_WHAT IS ASKED_.
Please arrange the lines of the records as a numbered list, starting with the line that contains "q: desk cabinet door" and going on through the line that contains "top-left (0, 0), bottom-right (111, 425)", both included. Leave out blank lines and anything outside that span.

_MATERIAL TO PROCESS_.
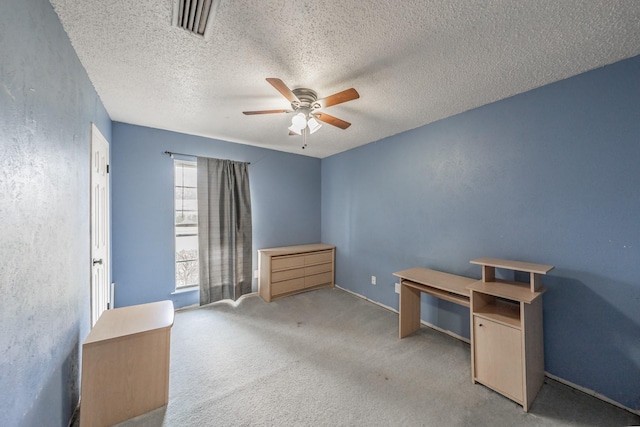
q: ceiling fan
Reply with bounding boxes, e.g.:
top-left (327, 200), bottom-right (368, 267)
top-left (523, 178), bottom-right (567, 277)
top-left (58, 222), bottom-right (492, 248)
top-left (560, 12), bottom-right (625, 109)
top-left (242, 77), bottom-right (360, 135)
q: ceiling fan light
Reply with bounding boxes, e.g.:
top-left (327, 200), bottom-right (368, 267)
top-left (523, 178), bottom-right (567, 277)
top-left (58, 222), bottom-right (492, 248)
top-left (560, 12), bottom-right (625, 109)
top-left (307, 117), bottom-right (322, 133)
top-left (291, 113), bottom-right (307, 130)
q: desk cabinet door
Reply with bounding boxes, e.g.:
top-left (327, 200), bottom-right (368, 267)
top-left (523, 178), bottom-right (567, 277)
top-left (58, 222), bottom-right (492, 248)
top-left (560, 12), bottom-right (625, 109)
top-left (473, 316), bottom-right (524, 402)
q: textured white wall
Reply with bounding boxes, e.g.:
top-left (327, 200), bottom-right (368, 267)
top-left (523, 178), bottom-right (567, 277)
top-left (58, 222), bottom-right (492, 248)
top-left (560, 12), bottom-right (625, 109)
top-left (0, 0), bottom-right (111, 425)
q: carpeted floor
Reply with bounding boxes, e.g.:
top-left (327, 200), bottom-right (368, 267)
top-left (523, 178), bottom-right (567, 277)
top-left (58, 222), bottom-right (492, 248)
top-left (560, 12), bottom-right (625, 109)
top-left (92, 289), bottom-right (640, 426)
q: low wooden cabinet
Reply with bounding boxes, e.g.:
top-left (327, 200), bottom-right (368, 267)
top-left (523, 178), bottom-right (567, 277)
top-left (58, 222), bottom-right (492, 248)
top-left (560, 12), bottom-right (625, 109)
top-left (258, 243), bottom-right (335, 302)
top-left (468, 258), bottom-right (553, 411)
top-left (80, 301), bottom-right (174, 427)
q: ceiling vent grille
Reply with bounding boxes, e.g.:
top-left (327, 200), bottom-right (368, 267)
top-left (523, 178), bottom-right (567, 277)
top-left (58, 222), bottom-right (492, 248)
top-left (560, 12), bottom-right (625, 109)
top-left (173, 0), bottom-right (220, 38)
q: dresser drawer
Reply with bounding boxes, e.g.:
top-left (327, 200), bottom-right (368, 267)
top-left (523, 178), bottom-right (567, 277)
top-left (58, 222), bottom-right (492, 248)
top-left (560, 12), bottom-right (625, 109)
top-left (304, 262), bottom-right (333, 276)
top-left (271, 267), bottom-right (307, 282)
top-left (304, 251), bottom-right (333, 265)
top-left (304, 272), bottom-right (333, 288)
top-left (271, 277), bottom-right (305, 295)
top-left (271, 255), bottom-right (305, 270)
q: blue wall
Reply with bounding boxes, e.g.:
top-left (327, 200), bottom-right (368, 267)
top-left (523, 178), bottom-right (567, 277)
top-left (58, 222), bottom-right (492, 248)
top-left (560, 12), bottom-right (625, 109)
top-left (322, 57), bottom-right (640, 410)
top-left (111, 123), bottom-right (320, 307)
top-left (0, 0), bottom-right (111, 426)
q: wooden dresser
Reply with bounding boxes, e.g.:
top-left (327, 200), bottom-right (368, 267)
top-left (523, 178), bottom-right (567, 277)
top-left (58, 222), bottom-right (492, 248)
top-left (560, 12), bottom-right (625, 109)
top-left (258, 243), bottom-right (335, 302)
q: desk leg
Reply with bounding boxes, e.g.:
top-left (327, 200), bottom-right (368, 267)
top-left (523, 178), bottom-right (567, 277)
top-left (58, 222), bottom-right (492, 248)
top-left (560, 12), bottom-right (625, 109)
top-left (398, 284), bottom-right (420, 338)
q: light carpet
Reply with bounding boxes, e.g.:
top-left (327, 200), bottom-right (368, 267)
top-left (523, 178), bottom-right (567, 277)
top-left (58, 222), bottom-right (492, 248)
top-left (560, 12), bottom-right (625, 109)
top-left (110, 289), bottom-right (640, 426)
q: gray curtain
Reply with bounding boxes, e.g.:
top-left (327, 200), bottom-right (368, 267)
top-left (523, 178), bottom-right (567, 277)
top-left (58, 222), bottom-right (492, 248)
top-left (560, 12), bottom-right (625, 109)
top-left (198, 157), bottom-right (252, 305)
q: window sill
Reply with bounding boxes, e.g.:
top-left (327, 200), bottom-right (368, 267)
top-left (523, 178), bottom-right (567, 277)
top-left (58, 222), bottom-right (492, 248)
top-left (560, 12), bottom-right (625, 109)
top-left (171, 286), bottom-right (200, 295)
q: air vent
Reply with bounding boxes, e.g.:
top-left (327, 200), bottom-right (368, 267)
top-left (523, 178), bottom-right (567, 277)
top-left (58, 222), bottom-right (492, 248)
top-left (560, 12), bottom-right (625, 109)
top-left (173, 0), bottom-right (220, 38)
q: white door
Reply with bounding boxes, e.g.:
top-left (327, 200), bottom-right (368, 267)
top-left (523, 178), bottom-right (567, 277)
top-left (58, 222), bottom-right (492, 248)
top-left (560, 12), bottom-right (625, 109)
top-left (91, 124), bottom-right (110, 327)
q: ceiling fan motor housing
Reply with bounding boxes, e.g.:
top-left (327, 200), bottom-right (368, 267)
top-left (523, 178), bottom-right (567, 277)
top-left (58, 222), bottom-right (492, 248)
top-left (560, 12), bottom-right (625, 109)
top-left (291, 87), bottom-right (320, 110)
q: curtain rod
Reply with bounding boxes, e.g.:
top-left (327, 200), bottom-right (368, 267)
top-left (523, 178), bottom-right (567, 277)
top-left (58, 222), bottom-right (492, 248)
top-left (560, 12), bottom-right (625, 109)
top-left (164, 151), bottom-right (251, 165)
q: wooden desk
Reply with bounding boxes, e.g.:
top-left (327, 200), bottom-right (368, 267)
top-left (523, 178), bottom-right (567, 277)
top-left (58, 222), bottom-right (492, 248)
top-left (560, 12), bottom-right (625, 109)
top-left (393, 267), bottom-right (477, 338)
top-left (80, 301), bottom-right (174, 427)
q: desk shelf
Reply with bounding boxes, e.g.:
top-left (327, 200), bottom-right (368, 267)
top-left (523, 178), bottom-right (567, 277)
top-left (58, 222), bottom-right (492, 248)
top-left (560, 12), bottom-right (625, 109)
top-left (467, 258), bottom-right (553, 411)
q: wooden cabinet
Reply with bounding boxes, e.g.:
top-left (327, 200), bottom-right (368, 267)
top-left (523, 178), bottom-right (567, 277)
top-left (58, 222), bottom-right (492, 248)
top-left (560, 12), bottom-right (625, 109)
top-left (258, 243), bottom-right (335, 302)
top-left (468, 258), bottom-right (553, 411)
top-left (80, 301), bottom-right (174, 427)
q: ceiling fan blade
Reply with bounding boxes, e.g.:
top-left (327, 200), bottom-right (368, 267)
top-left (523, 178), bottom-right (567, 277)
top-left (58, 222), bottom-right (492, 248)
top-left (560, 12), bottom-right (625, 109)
top-left (267, 77), bottom-right (300, 104)
top-left (242, 110), bottom-right (293, 116)
top-left (313, 113), bottom-right (351, 129)
top-left (318, 88), bottom-right (360, 108)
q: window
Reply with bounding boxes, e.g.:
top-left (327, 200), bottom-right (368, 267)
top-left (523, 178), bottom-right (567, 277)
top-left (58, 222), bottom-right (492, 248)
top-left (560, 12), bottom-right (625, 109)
top-left (174, 160), bottom-right (200, 289)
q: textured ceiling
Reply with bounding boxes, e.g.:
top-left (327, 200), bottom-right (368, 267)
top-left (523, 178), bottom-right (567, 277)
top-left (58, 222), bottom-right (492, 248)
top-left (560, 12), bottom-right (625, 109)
top-left (51, 0), bottom-right (640, 158)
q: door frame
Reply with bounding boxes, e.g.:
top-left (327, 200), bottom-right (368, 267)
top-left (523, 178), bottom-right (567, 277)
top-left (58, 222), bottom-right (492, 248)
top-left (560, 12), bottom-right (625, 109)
top-left (89, 123), bottom-right (113, 328)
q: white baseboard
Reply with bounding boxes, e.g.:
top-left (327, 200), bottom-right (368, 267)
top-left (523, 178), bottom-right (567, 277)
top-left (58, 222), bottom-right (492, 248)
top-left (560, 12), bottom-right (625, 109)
top-left (544, 371), bottom-right (640, 415)
top-left (335, 285), bottom-right (640, 415)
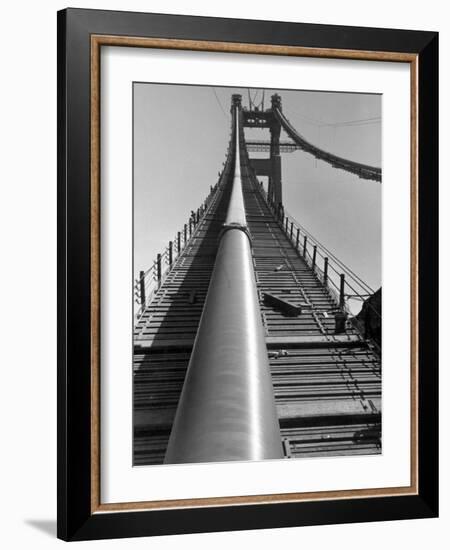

_SOLUTION_.
1. q: desk cabinet door
2. Reply with bounding boxes, e.g.:
3. top-left (327, 200), bottom-right (368, 267)
4. top-left (523, 178), bottom-right (567, 277)
5. top-left (58, 222), bottom-right (492, 248)
6. top-left (560, 12), bottom-right (625, 109)
7. top-left (473, 316), bottom-right (524, 402)
8. q: textured white wall
9. Reply with bounding boxes, e.g.:
10. top-left (327, 200), bottom-right (368, 267)
11. top-left (523, 178), bottom-right (567, 277)
12. top-left (58, 222), bottom-right (492, 248)
13. top-left (560, 12), bottom-right (625, 109)
14. top-left (0, 0), bottom-right (111, 425)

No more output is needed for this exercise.